### Page excerpt

Re: Inquiry About Syzbot's Historical Coverage Corpus for Linux

43 views
Skip to first unread message

Dmitry Vyukov

unread,
Mar 22, 2025, 10:19:17 AMMar 22
to Xingyu Li, Taras Madan, syzkaller, Zhiyun Qian
+syzkaller, Taras

(I am currently travelling, but Taras may provide an answer)

On Wed, 19 Mar 2025 at 13:03, Xingyu Li <xli...@ucr.edu> wrote:
>
> Hi Dmitry,
>
> Hope that this email finds you well!
> My name is Xingyu Li, a PhD student from UC Riverside, advised by Prof.Zhiyun Qian. My ongoing project is related to ideally take historical syzbot corpora and find a good seed that
> can reach a given line of kernel code (could be an old kernel). I have the below questions:
> 1, I noticed that the "coverage" on https://syzkaller.appspot.com/upstream provides the mapping between each covered line in the linux kernel and the syscall sequence which covers the corresponding line. But the webpage https://syzkaller.appspot.com/upstream only shows such mapping relationships for the one specific linux kernel. Is there a corpus which contains such mappings for all of the old linux kernel versions?

######

__Stated task 1__:
In the syzbot coverage thread, list every recipient named on the "to" line of the reply.
__Stated task 2__:
Repeat the part of the syzbot coverage thread that begins at the words "On Wed, 19 Mar" and stops after "linux kernel versions?".

### Extracted records

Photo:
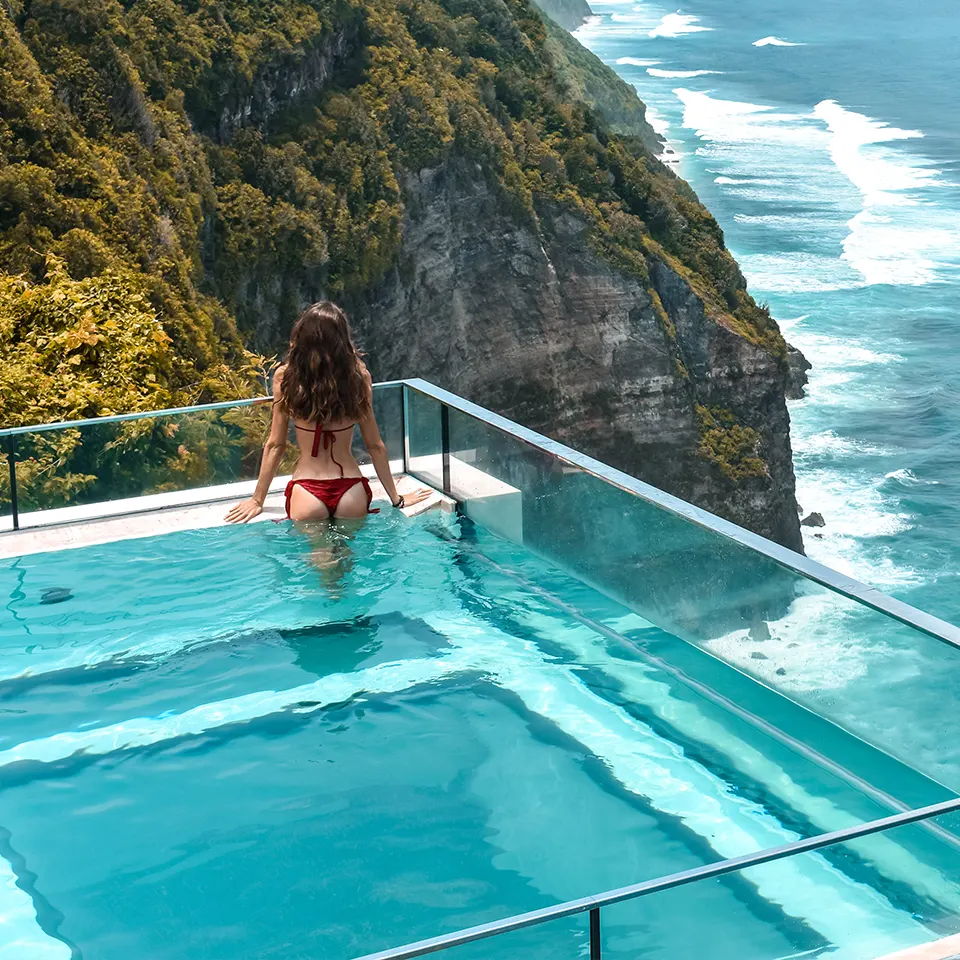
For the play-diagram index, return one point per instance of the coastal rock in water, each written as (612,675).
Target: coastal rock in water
(797,367)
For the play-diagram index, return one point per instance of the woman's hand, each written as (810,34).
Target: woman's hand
(416,496)
(244,512)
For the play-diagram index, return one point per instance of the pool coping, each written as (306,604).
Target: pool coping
(946,949)
(88,525)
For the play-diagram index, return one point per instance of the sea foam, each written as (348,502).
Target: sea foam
(679,74)
(676,25)
(900,236)
(775,42)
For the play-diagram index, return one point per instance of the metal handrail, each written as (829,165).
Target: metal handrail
(593,904)
(147,414)
(137,415)
(782,556)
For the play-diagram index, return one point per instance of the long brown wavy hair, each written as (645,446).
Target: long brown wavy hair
(324,380)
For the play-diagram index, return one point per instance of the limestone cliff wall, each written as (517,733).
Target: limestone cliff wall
(533,324)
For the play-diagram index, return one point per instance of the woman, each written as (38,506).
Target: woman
(326,389)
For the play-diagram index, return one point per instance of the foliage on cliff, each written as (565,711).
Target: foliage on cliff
(728,444)
(171,170)
(569,14)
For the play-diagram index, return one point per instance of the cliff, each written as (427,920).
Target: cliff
(569,14)
(587,79)
(475,187)
(536,325)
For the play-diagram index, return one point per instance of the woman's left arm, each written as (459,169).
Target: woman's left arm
(273,451)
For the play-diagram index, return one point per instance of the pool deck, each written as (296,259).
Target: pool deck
(946,949)
(150,516)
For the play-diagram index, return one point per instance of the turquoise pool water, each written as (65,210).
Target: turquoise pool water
(241,742)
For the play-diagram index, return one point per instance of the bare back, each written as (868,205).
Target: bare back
(326,451)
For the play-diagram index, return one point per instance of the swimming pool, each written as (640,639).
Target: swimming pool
(244,742)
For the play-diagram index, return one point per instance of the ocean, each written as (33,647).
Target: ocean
(825,138)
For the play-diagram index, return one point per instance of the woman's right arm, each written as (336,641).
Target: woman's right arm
(273,451)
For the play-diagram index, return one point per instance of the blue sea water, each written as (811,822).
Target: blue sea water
(825,138)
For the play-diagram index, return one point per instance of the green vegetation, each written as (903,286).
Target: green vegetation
(587,79)
(728,444)
(570,14)
(178,176)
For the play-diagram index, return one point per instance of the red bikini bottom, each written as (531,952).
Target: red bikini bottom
(330,492)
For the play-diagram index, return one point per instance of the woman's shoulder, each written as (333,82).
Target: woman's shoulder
(278,380)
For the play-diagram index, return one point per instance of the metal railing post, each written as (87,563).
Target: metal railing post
(12,463)
(445,445)
(595,934)
(404,439)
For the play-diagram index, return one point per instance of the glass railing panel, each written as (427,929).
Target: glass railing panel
(862,900)
(892,685)
(388,411)
(424,437)
(6,493)
(121,459)
(118,460)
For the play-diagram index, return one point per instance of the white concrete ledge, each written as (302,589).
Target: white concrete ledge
(946,949)
(68,527)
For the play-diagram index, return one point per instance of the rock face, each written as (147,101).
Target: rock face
(541,329)
(570,14)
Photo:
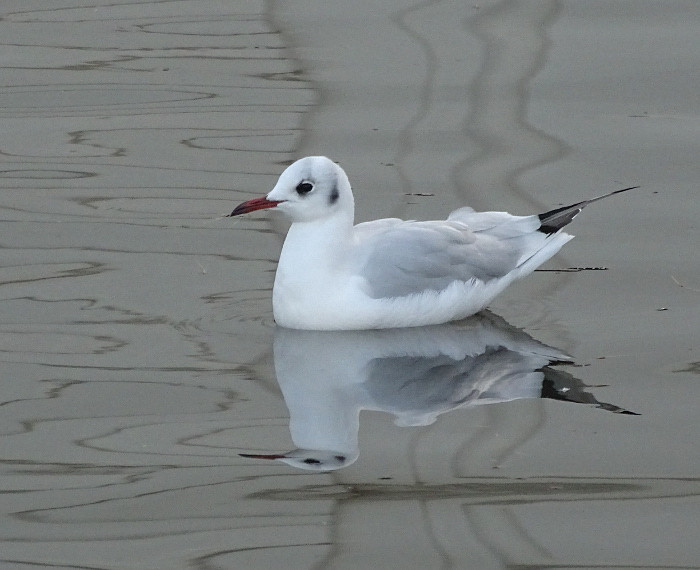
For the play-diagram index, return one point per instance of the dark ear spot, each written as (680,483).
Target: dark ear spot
(333,198)
(304,187)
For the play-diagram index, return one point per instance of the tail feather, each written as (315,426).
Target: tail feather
(556,219)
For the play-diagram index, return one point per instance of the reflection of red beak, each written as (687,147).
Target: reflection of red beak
(263,455)
(254,204)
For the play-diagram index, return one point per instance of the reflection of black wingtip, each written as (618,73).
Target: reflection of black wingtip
(562,386)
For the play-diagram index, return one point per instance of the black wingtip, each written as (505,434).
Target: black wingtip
(554,220)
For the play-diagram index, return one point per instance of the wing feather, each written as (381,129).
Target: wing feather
(404,258)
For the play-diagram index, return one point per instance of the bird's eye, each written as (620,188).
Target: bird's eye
(304,188)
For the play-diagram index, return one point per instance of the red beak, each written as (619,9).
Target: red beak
(263,455)
(252,205)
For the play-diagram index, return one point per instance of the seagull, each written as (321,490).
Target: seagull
(391,273)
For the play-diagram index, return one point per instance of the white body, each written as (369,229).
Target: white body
(333,275)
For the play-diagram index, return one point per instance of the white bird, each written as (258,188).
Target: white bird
(390,273)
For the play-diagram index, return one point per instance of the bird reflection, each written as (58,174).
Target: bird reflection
(416,374)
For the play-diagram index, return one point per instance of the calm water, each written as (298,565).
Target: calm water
(139,355)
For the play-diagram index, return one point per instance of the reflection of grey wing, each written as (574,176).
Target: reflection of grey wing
(411,257)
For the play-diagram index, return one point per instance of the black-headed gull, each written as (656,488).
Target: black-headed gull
(333,275)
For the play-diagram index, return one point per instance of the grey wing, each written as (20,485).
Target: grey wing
(411,257)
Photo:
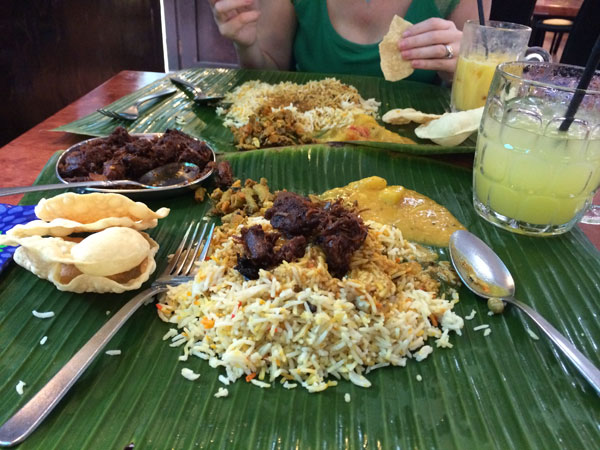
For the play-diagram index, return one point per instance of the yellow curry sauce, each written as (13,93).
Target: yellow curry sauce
(418,217)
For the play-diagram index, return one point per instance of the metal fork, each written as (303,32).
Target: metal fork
(132,113)
(179,270)
(199,95)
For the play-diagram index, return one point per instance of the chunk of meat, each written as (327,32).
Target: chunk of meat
(122,156)
(294,215)
(223,174)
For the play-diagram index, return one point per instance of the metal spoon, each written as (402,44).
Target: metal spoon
(485,274)
(169,175)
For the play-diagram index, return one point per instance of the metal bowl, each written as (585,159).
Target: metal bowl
(141,194)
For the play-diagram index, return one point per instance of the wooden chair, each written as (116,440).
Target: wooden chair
(583,35)
(515,11)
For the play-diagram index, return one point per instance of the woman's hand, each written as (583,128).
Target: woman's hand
(237,20)
(432,45)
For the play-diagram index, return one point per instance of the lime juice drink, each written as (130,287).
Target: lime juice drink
(533,176)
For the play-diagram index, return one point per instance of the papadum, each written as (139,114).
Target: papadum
(402,116)
(452,128)
(112,255)
(70,213)
(393,66)
(53,259)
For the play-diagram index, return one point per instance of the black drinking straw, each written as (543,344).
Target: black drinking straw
(588,74)
(482,23)
(480,11)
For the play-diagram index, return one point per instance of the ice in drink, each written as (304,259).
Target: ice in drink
(544,182)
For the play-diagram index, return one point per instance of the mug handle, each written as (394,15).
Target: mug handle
(592,215)
(537,54)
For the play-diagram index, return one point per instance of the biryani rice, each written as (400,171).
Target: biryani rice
(298,324)
(316,105)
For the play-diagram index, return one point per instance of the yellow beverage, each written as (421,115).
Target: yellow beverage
(472,80)
(541,182)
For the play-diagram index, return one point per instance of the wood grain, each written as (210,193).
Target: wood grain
(563,8)
(53,52)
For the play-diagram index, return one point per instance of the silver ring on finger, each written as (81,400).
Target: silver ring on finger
(449,51)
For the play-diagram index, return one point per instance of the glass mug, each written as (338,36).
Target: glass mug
(482,48)
(528,175)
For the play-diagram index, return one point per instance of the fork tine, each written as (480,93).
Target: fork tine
(186,253)
(196,249)
(108,113)
(207,243)
(177,254)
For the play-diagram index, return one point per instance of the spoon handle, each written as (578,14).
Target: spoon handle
(584,365)
(51,187)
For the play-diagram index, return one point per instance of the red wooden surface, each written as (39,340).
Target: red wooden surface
(564,8)
(22,159)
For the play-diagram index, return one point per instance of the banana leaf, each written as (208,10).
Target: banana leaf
(180,112)
(503,391)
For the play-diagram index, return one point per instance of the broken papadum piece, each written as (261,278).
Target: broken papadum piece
(93,264)
(452,128)
(71,213)
(393,65)
(89,208)
(115,257)
(402,116)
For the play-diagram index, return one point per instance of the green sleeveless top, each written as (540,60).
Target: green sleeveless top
(319,48)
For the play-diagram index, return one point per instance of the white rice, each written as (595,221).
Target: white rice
(299,324)
(19,387)
(222,392)
(189,374)
(471,315)
(250,97)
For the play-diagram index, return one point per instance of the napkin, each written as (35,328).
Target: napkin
(11,215)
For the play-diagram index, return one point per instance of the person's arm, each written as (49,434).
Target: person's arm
(427,44)
(261,30)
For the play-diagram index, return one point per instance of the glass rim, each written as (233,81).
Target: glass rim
(498,24)
(500,69)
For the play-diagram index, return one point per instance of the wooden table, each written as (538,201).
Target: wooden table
(22,159)
(562,8)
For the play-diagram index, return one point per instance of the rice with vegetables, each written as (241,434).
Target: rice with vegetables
(298,325)
(316,105)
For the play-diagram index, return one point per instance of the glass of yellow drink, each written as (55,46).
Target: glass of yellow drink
(530,176)
(482,48)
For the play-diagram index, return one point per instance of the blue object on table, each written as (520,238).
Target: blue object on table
(11,215)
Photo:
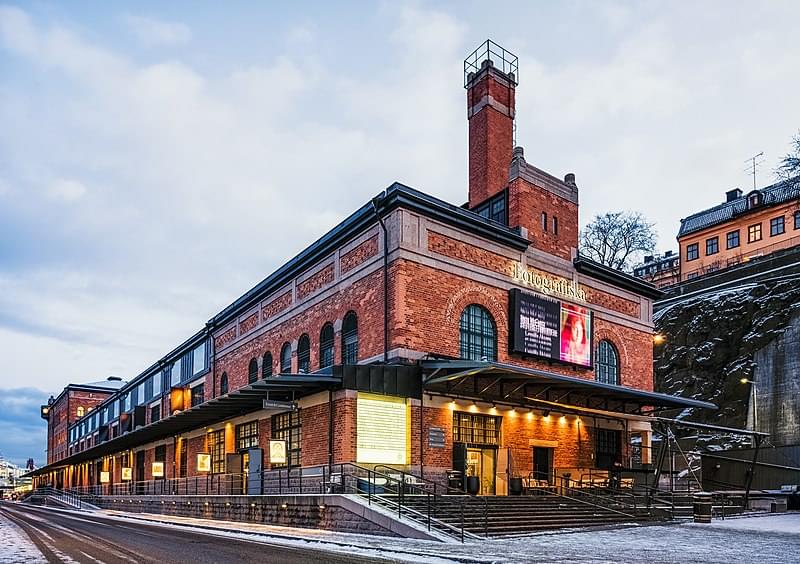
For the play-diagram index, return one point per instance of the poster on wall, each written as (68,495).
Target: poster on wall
(383,427)
(203,462)
(550,329)
(277,451)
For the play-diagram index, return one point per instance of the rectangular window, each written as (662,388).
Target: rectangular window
(182,458)
(197,394)
(247,435)
(199,359)
(216,446)
(175,374)
(160,455)
(286,426)
(692,251)
(754,233)
(498,210)
(712,246)
(777,226)
(476,429)
(733,239)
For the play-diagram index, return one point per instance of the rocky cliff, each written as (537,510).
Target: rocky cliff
(715,340)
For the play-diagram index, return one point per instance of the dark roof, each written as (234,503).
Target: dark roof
(397,195)
(778,193)
(578,391)
(616,277)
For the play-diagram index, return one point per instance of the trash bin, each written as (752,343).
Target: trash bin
(455,479)
(702,507)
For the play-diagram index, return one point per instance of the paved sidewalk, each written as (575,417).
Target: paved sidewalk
(763,539)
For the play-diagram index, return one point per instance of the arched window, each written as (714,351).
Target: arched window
(286,359)
(304,354)
(266,365)
(478,334)
(326,346)
(607,366)
(350,339)
(252,371)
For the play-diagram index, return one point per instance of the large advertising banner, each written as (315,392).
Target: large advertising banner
(547,328)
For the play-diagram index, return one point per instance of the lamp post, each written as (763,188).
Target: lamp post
(754,399)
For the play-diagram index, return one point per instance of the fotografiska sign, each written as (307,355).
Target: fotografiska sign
(548,284)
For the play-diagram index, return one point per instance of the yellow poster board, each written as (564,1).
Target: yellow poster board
(203,462)
(383,427)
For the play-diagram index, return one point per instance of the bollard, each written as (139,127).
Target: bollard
(702,507)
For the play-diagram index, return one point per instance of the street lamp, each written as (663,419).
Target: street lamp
(754,399)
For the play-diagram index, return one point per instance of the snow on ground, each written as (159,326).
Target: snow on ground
(764,539)
(16,546)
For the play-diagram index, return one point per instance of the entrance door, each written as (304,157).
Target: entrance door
(140,472)
(482,463)
(543,463)
(608,448)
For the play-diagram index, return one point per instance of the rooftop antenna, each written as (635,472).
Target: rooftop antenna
(752,165)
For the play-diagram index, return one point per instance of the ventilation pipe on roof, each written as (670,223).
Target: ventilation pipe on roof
(377,201)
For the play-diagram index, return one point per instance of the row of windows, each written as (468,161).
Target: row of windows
(326,353)
(777,226)
(478,341)
(190,365)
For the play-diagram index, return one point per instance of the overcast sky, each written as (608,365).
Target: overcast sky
(158,160)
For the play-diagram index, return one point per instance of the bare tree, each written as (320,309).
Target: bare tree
(789,167)
(616,238)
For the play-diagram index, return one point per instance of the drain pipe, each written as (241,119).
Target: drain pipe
(377,200)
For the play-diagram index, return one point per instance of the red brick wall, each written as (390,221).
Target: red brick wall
(447,246)
(276,306)
(431,304)
(315,282)
(359,254)
(364,297)
(525,206)
(490,140)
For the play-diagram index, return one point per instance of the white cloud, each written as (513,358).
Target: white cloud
(152,32)
(66,190)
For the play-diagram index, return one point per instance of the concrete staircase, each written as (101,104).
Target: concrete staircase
(495,516)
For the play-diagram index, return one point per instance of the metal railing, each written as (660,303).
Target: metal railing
(64,496)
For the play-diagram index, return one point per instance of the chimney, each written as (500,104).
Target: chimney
(734,194)
(490,79)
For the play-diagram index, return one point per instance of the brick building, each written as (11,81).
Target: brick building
(418,334)
(660,270)
(75,401)
(743,228)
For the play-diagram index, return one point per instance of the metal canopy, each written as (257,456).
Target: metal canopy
(280,387)
(495,381)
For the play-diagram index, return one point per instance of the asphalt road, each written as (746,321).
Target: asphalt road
(77,537)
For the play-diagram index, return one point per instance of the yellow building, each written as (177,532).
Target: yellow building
(743,228)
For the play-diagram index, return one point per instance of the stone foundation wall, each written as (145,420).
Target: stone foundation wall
(308,511)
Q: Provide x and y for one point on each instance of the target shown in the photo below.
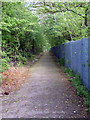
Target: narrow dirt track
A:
(47, 94)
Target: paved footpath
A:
(47, 94)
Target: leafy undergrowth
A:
(13, 78)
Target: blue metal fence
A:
(77, 57)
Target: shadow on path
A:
(47, 94)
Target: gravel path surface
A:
(47, 94)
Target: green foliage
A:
(22, 35)
(61, 61)
(80, 88)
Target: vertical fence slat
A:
(77, 57)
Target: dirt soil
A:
(13, 78)
(46, 94)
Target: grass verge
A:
(77, 83)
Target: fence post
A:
(85, 62)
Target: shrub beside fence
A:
(77, 58)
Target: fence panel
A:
(77, 57)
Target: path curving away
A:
(47, 94)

######

__Full answer 1__:
Xingyu Li, Taras Madan, syzkaller, Zhiyun Qian

__Full answer 2__:
On Wed, 19 Mar 2025 at 13:03, Xingyu Li <xli...@ucr.edu> wrote:
>
> Hi Dmitry,
>
> Hope that this email finds you well!
> My name is Xingyu Li, a PhD student from UC Riverside, advised by Prof.Zhiyun Qian. My ongoing project is related to ideally take historical syzbot corpora and find a good seed that
> can reach a given line of kernel code (could be an old kernel). I have the below questions:
> 1, I noticed that the "coverage" on https://syzkaller.appspot.com/upstream provides the mapping between each covered line in the linux kernel and the syscall sequence which covers the corresponding line. But the webpage https://syzkaller.appspot.com/upstream only shows such mapping relationships for the one specific linux kernel. Is there a corpus which contains such mappings for all of the old linux kernel versions?